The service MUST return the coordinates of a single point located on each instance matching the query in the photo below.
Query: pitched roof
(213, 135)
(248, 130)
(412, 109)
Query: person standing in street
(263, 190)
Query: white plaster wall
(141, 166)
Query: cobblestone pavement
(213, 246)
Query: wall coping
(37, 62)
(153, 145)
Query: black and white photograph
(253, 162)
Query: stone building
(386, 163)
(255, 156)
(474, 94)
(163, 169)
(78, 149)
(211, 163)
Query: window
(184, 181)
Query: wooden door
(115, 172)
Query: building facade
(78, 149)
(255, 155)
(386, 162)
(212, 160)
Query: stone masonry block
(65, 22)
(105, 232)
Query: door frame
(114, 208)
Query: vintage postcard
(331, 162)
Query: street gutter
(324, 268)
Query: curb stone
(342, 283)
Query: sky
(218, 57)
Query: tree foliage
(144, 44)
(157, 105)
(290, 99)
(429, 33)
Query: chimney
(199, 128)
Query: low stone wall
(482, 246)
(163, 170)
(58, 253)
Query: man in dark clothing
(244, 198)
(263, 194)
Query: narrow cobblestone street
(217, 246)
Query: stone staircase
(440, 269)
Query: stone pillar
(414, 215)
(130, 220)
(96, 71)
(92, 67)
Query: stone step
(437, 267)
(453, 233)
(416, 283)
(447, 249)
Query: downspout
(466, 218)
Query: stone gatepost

**About this exercise**. Copy out the records once more. Match them exactly.

**Solution to the problem**.
The service MUST return the coordinates of a single point located on each instance matching the query in the photo below.
Query: pitched roof
(213, 135)
(248, 130)
(412, 109)
Query: person standing in street
(263, 190)
Query: white plaster wall
(141, 166)
Query: cobblestone pavement
(213, 246)
Query: wall coping
(37, 62)
(153, 145)
Query: black and white photograph
(253, 162)
Query: stone building
(386, 163)
(255, 156)
(474, 94)
(163, 169)
(78, 149)
(211, 163)
Query: window
(184, 181)
Query: wooden door
(115, 172)
Query: building facade
(78, 149)
(255, 155)
(386, 162)
(212, 160)
Query: stone masonry block
(65, 22)
(105, 232)
Query: door frame
(114, 208)
Query: vintage postcard
(331, 162)
Query: street gutter
(324, 268)
Query: curb stone
(342, 283)
Query: sky
(218, 57)
Query: tree foliage
(144, 44)
(157, 105)
(290, 99)
(429, 33)
Query: chimney
(199, 128)
Query: low stone wall
(482, 246)
(163, 170)
(58, 253)
Query: man in dark clothing
(244, 198)
(263, 194)
Query: narrow cobblestone street
(217, 246)
Query: stone staircase
(440, 269)
Query: stone pillar
(414, 215)
(130, 220)
(96, 71)
(92, 67)
Query: stone step
(437, 267)
(453, 233)
(416, 283)
(447, 249)
Query: downspout
(466, 218)
Query: stone gatepost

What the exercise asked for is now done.